• **The request**
Everything from the line containing "Report one point per instance of the white sneaker" to the final line of the records below should be given again exactly, and nothing else.

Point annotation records
......

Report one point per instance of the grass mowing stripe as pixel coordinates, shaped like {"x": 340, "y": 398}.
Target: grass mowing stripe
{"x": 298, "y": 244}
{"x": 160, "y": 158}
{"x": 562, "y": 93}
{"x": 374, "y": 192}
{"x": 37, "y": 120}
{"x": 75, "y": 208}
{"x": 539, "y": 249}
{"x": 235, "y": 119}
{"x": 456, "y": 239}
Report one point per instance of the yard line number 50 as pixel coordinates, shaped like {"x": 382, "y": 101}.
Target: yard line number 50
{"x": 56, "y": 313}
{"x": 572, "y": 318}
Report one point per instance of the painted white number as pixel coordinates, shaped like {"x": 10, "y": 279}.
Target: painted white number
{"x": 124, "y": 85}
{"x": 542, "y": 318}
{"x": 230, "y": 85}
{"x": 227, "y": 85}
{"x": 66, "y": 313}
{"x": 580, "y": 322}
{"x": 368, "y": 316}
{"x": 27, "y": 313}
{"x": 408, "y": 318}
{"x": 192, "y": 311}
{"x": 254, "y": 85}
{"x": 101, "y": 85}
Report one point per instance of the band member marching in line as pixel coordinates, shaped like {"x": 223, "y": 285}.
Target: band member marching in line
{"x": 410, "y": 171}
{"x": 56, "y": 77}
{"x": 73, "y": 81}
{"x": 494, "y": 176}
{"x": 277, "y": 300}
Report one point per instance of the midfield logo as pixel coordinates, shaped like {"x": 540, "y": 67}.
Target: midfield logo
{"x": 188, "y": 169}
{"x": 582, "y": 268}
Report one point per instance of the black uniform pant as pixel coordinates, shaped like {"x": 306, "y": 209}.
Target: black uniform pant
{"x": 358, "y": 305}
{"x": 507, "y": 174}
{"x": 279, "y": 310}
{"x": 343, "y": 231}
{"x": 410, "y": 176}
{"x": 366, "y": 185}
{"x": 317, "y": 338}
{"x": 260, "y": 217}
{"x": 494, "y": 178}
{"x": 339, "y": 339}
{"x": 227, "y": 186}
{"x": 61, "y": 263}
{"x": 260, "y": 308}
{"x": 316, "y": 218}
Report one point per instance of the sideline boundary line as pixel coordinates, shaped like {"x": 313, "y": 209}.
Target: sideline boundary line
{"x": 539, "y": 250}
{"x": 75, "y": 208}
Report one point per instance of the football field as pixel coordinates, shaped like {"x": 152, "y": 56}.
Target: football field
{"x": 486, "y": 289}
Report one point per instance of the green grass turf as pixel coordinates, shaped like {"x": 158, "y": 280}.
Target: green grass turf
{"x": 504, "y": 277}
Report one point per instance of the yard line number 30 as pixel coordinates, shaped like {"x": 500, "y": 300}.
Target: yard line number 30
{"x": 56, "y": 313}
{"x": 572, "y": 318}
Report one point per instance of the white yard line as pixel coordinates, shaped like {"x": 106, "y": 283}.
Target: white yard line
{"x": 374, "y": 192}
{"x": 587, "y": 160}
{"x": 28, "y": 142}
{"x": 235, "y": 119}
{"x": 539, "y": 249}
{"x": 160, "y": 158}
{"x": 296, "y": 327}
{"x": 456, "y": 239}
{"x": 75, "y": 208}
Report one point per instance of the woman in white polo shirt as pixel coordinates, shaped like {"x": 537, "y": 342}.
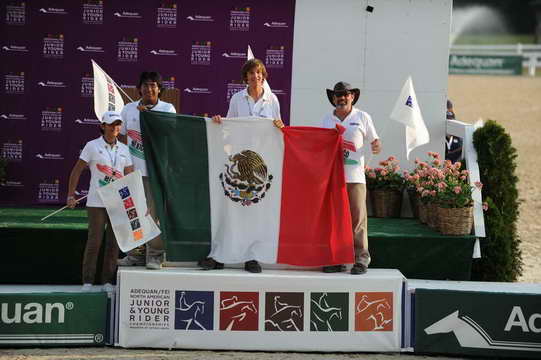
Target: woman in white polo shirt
{"x": 108, "y": 159}
{"x": 255, "y": 100}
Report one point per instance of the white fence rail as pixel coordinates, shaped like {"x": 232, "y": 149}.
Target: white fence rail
{"x": 465, "y": 131}
{"x": 531, "y": 53}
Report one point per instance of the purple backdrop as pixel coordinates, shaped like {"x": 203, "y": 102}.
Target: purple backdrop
{"x": 47, "y": 115}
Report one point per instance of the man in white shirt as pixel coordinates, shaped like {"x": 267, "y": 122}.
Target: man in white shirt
{"x": 150, "y": 88}
{"x": 359, "y": 131}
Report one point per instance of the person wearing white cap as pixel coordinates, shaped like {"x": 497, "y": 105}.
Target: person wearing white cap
{"x": 108, "y": 159}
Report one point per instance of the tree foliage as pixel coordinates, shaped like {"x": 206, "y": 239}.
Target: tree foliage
{"x": 501, "y": 255}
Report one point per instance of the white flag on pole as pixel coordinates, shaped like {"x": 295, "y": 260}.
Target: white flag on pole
{"x": 250, "y": 56}
{"x": 126, "y": 205}
{"x": 408, "y": 112}
{"x": 106, "y": 94}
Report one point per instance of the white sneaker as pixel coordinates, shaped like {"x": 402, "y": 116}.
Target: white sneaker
{"x": 154, "y": 262}
{"x": 130, "y": 260}
{"x": 87, "y": 288}
{"x": 108, "y": 287}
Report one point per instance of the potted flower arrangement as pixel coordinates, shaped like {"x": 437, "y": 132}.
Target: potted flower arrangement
{"x": 423, "y": 178}
{"x": 385, "y": 185}
{"x": 454, "y": 200}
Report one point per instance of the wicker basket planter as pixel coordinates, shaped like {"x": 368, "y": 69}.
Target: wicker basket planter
{"x": 422, "y": 212}
{"x": 432, "y": 216}
{"x": 414, "y": 202}
{"x": 455, "y": 221}
{"x": 386, "y": 203}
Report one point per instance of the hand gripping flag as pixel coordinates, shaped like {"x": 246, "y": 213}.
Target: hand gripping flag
{"x": 106, "y": 94}
{"x": 408, "y": 112}
{"x": 126, "y": 205}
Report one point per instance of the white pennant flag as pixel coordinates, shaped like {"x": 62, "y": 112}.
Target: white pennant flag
{"x": 126, "y": 205}
{"x": 250, "y": 56}
{"x": 408, "y": 112}
{"x": 106, "y": 94}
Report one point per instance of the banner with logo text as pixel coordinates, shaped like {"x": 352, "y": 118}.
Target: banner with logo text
{"x": 284, "y": 311}
{"x": 475, "y": 323}
{"x": 47, "y": 114}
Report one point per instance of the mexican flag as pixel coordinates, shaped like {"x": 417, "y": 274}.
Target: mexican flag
{"x": 246, "y": 190}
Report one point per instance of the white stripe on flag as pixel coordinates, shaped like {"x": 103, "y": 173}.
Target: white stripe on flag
{"x": 243, "y": 230}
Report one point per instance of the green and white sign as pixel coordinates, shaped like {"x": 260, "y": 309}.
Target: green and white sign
{"x": 53, "y": 319}
{"x": 478, "y": 323}
{"x": 485, "y": 64}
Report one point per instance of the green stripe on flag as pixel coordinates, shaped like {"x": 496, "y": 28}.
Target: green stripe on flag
{"x": 177, "y": 161}
{"x": 136, "y": 152}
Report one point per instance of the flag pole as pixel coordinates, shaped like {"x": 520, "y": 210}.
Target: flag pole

......

• **Completed exercise**
Report one point per instance of the white sneaker as pixel coordinates, shaped like {"x": 402, "y": 116}.
Target: white sneaker
{"x": 154, "y": 262}
{"x": 130, "y": 260}
{"x": 87, "y": 288}
{"x": 108, "y": 287}
Report one point per instance of the potted flower arrangement as pixel coordinates, shaped like {"x": 437, "y": 132}.
Target: potted flower arrangement
{"x": 423, "y": 178}
{"x": 385, "y": 185}
{"x": 454, "y": 200}
Report one point per instance of the wicker basket planter as pixel coordinates, shaped like {"x": 368, "y": 69}.
Target: wicker basket planter
{"x": 422, "y": 212}
{"x": 432, "y": 216}
{"x": 414, "y": 202}
{"x": 455, "y": 221}
{"x": 386, "y": 203}
Report one point per instance of the hand gripping flag as pixel coordinates, shaped like {"x": 246, "y": 213}.
Target: hand gripping flag
{"x": 106, "y": 94}
{"x": 408, "y": 112}
{"x": 126, "y": 205}
Report one point per instance of the white pennant flag as pixel coordinates, shaped like {"x": 62, "y": 112}.
Target: white pennant flag
{"x": 126, "y": 205}
{"x": 250, "y": 56}
{"x": 408, "y": 112}
{"x": 106, "y": 94}
Report one point per instance of the banner with logo text as pixel coordinates, shaped like {"x": 352, "y": 118}.
Target: banner with logo text
{"x": 284, "y": 311}
{"x": 475, "y": 323}
{"x": 47, "y": 114}
Report one point per instance of the mexican flag as pixel coordinates, shaped like {"x": 417, "y": 274}.
Target: mexican flag
{"x": 246, "y": 190}
Report one point per instance of the white stripe on flag as pixel coordinates, shaped like {"x": 103, "y": 173}.
Target: white stripe on flag
{"x": 243, "y": 230}
Report one point per instance of the green and white sign as pixel coordinates, shaped like {"x": 260, "y": 309}.
Target: green and white sign
{"x": 53, "y": 319}
{"x": 478, "y": 323}
{"x": 485, "y": 64}
Report one point per instance of the green stripe on flag as pixel coordinates, shaped like {"x": 496, "y": 28}.
Target: green stripe on flag
{"x": 177, "y": 161}
{"x": 136, "y": 152}
Report one point per instance of the flag pole as pixel coordinates, shaped like {"x": 520, "y": 210}.
Target: flag pole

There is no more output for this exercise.